[Tugas Latihan Ini]:
A: Ambil bagian dari tulisan tentang polemik toa masjid mulai dari "Setelah mencuatnya kasus" sampai "akun media sosialnya.", tanpa mengubah satu kata pun.
B: Terjemahkan kalimat dari tulisan tentang polemik toa masjid berikut ke dalam bahasa Inggris: "Stand up yang sudah diupload satu tahun yang lalu itu menjadi perbincangan netizen sejak dua minggu belakangan ini."
C: Teruskan tulisan tentang polemik toa masjid, dimulai sesudah kalimat terakhir yang tercantum.

[Kutipan Terpilih]:
----

Pandji Pragiwaksono dan Polemik Toa Masjid

Pandji Pragiwaksono dan Polemik Toa Masjid

Polemik toa masjid belakangan ini ramai dibicarakan, termasuk juga oleh komika tanah air, Pandji Pragiwaksono. Bagaimana tulisan ini bicara tentang itu? silakan dibaca.

Pandji Pragiwaksono dan Polemik Toa Masjid

Setelah mencuatnya kasus protes ibu Meiliana di Tanjung Balai, Sumatera Utara soal toa masjid di dekat rumahnya yang dianggap terlalu mengganggu. Pandji Pragiwaksono, seorang komika kenaaman turut dibawa-bawa dan dihujat oleh netizen yang menganggap dirinya yang paling islami dalam isu toa masjid. Dilibatkannya Pandji dalam polemik toa masjid tersebut berawal dari sebuah stand up komedinya Pandji yang diupload di Youtube sejak satu tahun lalu dengan konten yang membahas “Penyalahgunaan Toa Masjid”.

Stand up yang sudah diupload satu tahun yang lalu itu menjadi perbincangan netizen sejak dua minggu belakangan ini. Video stand up tersebut dishare oleh para netizen ke akun media sosial mereka masing-masing dengan caption yang menganggap bahwa Pandji sebagai orang muslim yang anti toa masjid. Dan menurut pengakuan Pandji, ia juga menerima beragam ancaman kekerasan di akun media sosialnya.

Sebagaimana biasanya, netizen yang mendaku diri paling muslim sendiri ini keliru dalam memahami maksud dan isi konten dari apa yang diangkat Pandji dalam video stand upnya. Pandji sendiri dalam polemik isu toa masjid tersebut bahkan sampai membuat vlog tersendiri untuk memberikan klarifikasi terkait dengan hujatan para netizen atas video stand up komedinya satu tahun yang lalu itu. Pandji melakukan pelurusan dan klarifikasi secara cukup rinci atas konten-konten yang diangkat olehnya dalam pembahasan “Penyalahgunaan Toa Masjid” tersebut.

Menurut Pandji, apa yang dibahas olehnya dalam video stand up tersebut bukan bermaksud untuk melarang atau anti terhadap penggunaan toa masjid untuk kegiatan keislaman. Dalam penjelasan Pandji, yang olehnya dianggap sebagai penyalahgunaan penggunaan toa masjid adalah penggunaan toa masjid secara berlebihan  untuk kegiatan diluar adzan dan pengajian 30 menit (tahrim atau membaca al-Qur’an) sebelum shalat subuh dan maghrib sebagaimana yang sudah diatur oleh undang-undang.

----

[Catatan yang Disediakan]:
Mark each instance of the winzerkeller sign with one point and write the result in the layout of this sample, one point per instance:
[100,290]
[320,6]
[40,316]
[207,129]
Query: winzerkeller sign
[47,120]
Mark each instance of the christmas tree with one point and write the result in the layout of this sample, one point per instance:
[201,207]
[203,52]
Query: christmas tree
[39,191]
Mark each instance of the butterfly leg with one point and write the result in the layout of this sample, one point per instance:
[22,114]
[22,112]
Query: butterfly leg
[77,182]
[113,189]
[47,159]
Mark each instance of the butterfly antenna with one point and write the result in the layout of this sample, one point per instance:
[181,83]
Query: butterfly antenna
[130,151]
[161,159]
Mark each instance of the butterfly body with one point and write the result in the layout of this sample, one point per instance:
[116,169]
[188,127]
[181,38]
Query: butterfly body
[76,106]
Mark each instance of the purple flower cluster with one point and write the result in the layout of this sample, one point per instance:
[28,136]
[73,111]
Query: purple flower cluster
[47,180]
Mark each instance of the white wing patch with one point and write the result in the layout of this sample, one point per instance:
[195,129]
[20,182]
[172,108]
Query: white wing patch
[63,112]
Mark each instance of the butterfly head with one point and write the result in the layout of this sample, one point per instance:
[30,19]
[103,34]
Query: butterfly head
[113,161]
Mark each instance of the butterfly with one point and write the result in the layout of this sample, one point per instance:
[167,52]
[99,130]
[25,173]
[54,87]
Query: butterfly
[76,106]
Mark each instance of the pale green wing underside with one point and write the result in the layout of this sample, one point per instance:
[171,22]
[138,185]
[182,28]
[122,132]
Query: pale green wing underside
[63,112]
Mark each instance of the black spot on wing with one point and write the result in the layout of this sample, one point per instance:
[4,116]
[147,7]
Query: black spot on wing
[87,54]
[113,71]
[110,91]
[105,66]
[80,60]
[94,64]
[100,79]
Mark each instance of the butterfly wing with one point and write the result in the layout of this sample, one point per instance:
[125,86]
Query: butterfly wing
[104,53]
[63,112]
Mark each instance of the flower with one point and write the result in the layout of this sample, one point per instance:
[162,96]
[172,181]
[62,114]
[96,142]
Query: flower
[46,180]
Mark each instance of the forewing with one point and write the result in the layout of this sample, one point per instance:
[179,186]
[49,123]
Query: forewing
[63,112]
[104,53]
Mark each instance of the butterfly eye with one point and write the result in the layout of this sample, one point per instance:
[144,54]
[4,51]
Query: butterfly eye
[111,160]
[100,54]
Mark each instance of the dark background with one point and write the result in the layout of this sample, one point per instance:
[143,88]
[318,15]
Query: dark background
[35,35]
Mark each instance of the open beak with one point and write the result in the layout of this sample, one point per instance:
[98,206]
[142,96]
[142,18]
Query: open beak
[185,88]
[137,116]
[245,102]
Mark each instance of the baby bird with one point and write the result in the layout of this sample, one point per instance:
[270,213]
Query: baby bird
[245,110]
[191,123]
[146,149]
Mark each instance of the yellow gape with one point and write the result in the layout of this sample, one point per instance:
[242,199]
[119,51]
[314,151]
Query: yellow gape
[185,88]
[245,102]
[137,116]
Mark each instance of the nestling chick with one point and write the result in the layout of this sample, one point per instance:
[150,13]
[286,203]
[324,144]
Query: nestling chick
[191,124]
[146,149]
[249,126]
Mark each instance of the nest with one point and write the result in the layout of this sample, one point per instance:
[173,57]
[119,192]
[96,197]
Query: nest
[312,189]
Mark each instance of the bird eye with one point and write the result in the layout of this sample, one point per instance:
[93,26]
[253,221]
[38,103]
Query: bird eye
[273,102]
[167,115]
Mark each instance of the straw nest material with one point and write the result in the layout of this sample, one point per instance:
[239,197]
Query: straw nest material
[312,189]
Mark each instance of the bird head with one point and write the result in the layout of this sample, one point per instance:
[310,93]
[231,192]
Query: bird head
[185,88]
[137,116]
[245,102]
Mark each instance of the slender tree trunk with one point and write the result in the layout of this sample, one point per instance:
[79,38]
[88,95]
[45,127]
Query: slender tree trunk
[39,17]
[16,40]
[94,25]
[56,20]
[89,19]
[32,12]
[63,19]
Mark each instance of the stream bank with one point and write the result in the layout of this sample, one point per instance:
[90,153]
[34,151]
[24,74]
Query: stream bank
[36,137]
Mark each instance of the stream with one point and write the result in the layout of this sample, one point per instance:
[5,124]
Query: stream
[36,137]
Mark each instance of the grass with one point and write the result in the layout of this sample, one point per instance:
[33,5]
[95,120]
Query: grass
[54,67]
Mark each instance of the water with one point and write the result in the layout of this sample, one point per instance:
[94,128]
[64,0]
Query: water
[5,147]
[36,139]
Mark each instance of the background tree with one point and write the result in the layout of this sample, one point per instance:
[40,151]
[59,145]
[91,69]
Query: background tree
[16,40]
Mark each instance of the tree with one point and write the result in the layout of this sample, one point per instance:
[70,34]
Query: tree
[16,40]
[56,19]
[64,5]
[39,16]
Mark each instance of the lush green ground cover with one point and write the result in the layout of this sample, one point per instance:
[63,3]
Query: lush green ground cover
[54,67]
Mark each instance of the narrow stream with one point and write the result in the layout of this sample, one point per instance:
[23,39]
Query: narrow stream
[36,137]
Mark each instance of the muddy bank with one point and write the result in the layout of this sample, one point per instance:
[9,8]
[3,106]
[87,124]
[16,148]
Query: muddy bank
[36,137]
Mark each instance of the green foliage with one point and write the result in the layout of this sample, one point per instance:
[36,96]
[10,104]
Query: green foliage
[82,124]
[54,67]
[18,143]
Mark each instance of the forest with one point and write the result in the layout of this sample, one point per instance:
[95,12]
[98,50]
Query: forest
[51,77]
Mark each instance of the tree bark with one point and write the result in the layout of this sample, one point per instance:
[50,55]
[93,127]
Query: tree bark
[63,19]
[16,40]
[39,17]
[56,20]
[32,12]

----

[Jawaban yang Diberikan]:
A:
Setelah mencuatnya kasus protes ibu Meiliana di Tanjung Balai, Sumatera Utara soal toa masjid di dekat rumahnya yang dianggap terlalu mengganggu. Pandji Pragiwaksono, seorang komika kenaaman turut dibawa-bawa dan dihujat oleh netizen yang menganggap dirinya yang paling islami dalam isu toa masjid. Dilibatkannya Pandji dalam polemik toa masjid tersebut berawal dari sebuah stand up komedinya Pandji yang diupload di Youtube sejak satu tahun lalu dengan konten yang membahas “Penyalahgunaan Toa Masjid”.

Stand up yang sudah diupload satu tahun yang lalu itu menjadi perbincangan netizen sejak dua minggu belakangan ini. Video stand up tersebut dishare oleh para netizen ke akun media sosial mereka masing-masing dengan caption yang menganggap bahwa Pandji sebagai orang muslim yang anti toa masjid. Dan menurut pengakuan Pandji, ia juga menerima beragam ancaman kekerasan di akun media sosialnya.

B: The stand-up that was uploaded a year ago has become a topic of discussion among netizens over the past two weeks.

C:
Seperti yang diceritakan Pandji baik dalam vlognya ataupun dalam video stand upnya tersebut bahwa masjid disekitar rumahnya, menggunakan toa masjid untuk anak-anak belajar ngaji yang sedang berebut toa dengan berisik, ibu-ibu pengajian yang sedang memberikan pengumuman terkait penggunaan warna kerudung, hingga pengumuman sahur yang mengagetkan di tengah malam.

Terkait dengan keberatan seseorang terhadap berlebihannya penggunaan toa masjid ini, sering kali kaum muslim mudah sekali menggunakan kemarahan daripada berfikir dahulu secara jernih terkait dengan persoalan ini. Sebagiamana netizen yang marah-marah terhadap video stand up komedinya Pandji di atas yang keliru memahami atas konten yang dimaksudkan Pandji, kaum muslim mudah memiliki prasangka negatif yang bermacam-macam atas ungkapan atau pernyataan kurang kesetujuannya seseorang terhadap hal-hal yang berkaitan dengan keagamaan (islam).

Padahal, semisal kita jernihkan persoalaan ini dan tidak terburu-buru untuk marah, kita dapat mengurai benang kusut permasalahan ini. Misal diambil contoh soal penggunaan toa masjid untuk membangunkan sahur pada saat bulan ramadhan sebagaimana yang dicontohkan Pandji di video stand upnya. Menurut Pandji, suatu pagi-pagi toa masjid di dekat rumahnya tiba-tiba berbunyi “Sahur… sahur.. sahur” dengan keras sekali, tanpa ada prolog pembukanya, tentunya hal seperti itu akan mengejutkan orang yang sedang tidur. Dan yang ditakutkan adalah orang tua yang sedang sakit dan tiba-tiba mendengarkan suara sekeras itu. Termasuk juga bayi-bayi yang baru lahir yang sering adaptif terhadap suara-suara di sekitarnya juga ditakutkan terkejut mendengar suara keras di tengah malam.

Selain netizen yang terburu marah-marah ketika ada seseorang yang berkeberatan atas berlebihnya penggunaan toa masjid. Seringkali ada pula netizen yang keliru memberikan argumentasi dengan menganalogikan keberatan berlebihannya penggunaan toa masjid dengan penggunaan lonceng gereja di Eropa. Kekeliruan dari analogi tersebut terletak dari proposisi antara kedua hal yang dibandingkan tersebut tidak setara. Yang dipermasalahkan adalah bukan penggunaan toa masjid, sebagaimana penggunaan lonceng gereja di Eropa. Akan tetapi, yang dipersoalkan orang semacam Pandji adalah “penyalahgunaan penggunaan toa masjid” yang berlebihan dan tidak sesuai undang-undang yang ada.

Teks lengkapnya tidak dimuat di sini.